* start *

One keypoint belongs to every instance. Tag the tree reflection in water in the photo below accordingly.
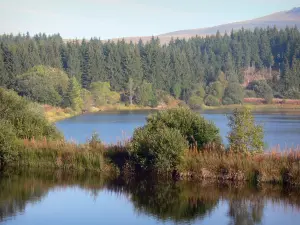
(179, 202)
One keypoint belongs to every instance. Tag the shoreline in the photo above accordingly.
(56, 114)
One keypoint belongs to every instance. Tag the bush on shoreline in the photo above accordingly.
(197, 131)
(160, 149)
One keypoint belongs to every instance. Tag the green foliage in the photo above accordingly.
(293, 94)
(216, 89)
(8, 142)
(145, 95)
(211, 100)
(250, 94)
(174, 68)
(43, 84)
(160, 149)
(197, 131)
(73, 97)
(233, 94)
(95, 141)
(102, 94)
(261, 88)
(245, 135)
(195, 102)
(27, 121)
(177, 90)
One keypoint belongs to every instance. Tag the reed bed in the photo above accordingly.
(272, 167)
(64, 155)
(214, 162)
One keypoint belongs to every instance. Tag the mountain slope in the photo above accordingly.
(282, 19)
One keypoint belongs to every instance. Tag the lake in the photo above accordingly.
(53, 197)
(280, 129)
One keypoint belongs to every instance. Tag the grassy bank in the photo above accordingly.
(273, 167)
(286, 108)
(209, 164)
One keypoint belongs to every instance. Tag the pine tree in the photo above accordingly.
(73, 96)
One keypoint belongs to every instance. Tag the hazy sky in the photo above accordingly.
(121, 18)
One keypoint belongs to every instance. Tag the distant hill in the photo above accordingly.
(281, 20)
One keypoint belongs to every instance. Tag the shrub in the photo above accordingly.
(227, 101)
(216, 89)
(8, 142)
(245, 135)
(211, 101)
(250, 94)
(160, 149)
(195, 102)
(43, 84)
(261, 88)
(197, 131)
(292, 94)
(26, 121)
(234, 91)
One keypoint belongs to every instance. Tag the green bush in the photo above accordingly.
(261, 88)
(27, 122)
(250, 94)
(197, 131)
(195, 102)
(8, 142)
(292, 94)
(235, 93)
(160, 149)
(245, 135)
(43, 84)
(211, 101)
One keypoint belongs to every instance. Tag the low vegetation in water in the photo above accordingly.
(175, 142)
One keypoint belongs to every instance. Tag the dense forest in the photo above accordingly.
(213, 70)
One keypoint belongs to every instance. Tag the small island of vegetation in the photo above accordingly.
(176, 143)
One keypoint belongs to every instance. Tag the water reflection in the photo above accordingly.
(164, 201)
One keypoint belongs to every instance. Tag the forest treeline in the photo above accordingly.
(208, 70)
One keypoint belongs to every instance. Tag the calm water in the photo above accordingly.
(55, 198)
(280, 129)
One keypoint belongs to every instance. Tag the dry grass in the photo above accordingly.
(64, 155)
(212, 163)
(274, 166)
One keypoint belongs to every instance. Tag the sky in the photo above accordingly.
(107, 19)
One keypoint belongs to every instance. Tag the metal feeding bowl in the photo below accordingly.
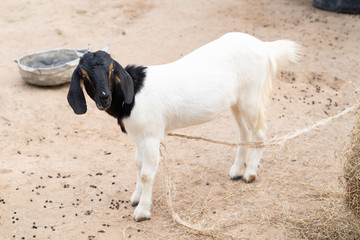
(49, 68)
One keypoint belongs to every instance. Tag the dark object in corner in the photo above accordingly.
(343, 6)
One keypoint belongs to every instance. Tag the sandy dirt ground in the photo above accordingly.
(64, 176)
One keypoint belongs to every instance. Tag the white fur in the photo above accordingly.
(234, 72)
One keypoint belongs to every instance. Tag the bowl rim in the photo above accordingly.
(67, 64)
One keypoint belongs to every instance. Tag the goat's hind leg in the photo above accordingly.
(150, 156)
(238, 168)
(255, 118)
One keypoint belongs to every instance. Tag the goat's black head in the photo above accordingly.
(100, 75)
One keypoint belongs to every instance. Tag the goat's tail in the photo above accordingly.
(283, 52)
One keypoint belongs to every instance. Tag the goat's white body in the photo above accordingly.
(233, 71)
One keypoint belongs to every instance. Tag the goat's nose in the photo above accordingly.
(104, 97)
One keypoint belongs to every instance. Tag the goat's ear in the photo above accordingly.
(125, 81)
(76, 96)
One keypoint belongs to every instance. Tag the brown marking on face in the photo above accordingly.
(117, 80)
(111, 69)
(86, 75)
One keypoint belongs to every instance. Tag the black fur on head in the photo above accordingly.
(101, 76)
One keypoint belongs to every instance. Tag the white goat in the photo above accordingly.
(234, 71)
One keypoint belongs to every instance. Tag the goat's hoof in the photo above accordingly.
(134, 199)
(250, 179)
(140, 214)
(234, 178)
(236, 173)
(249, 176)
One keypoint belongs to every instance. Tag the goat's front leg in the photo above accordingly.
(149, 152)
(135, 197)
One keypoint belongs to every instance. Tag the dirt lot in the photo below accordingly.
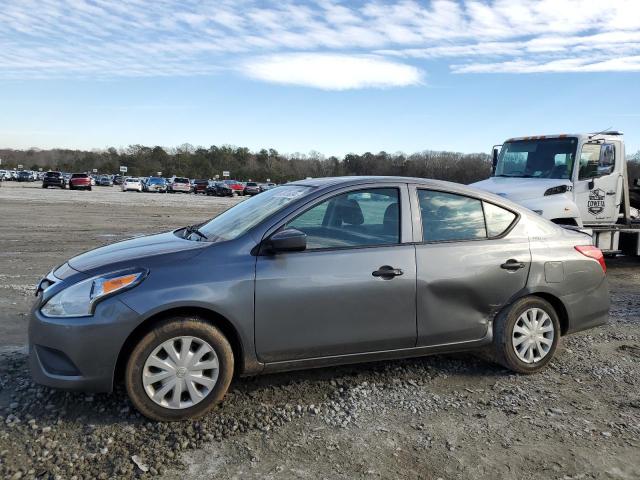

* end *

Problem: Reproduce word for word the part of the rows that opens with the line containing "One keypoint belongs to every instance. Tag the black" and closes at the end of the rows, with both ends included. Leave the pictures out of your copy.

Solution:
One keypoint belongs to every instance. Tag the black fur on head in the photo above accordingly.
(101, 76)
One keypoint belongs to every instance. Tag the white goat in the photo above accordingly.
(234, 71)
One keypoint belongs to every instance. Tag the goat's hoof in the photo above accordingly.
(134, 199)
(250, 179)
(140, 214)
(234, 178)
(236, 173)
(249, 176)
One keypoint belongs to every instance. Tag the goat's front leg in the photo above accordingly.
(149, 152)
(135, 197)
One keypoint belongs to every instance. Tag the dirt lot in the photo below accordingly.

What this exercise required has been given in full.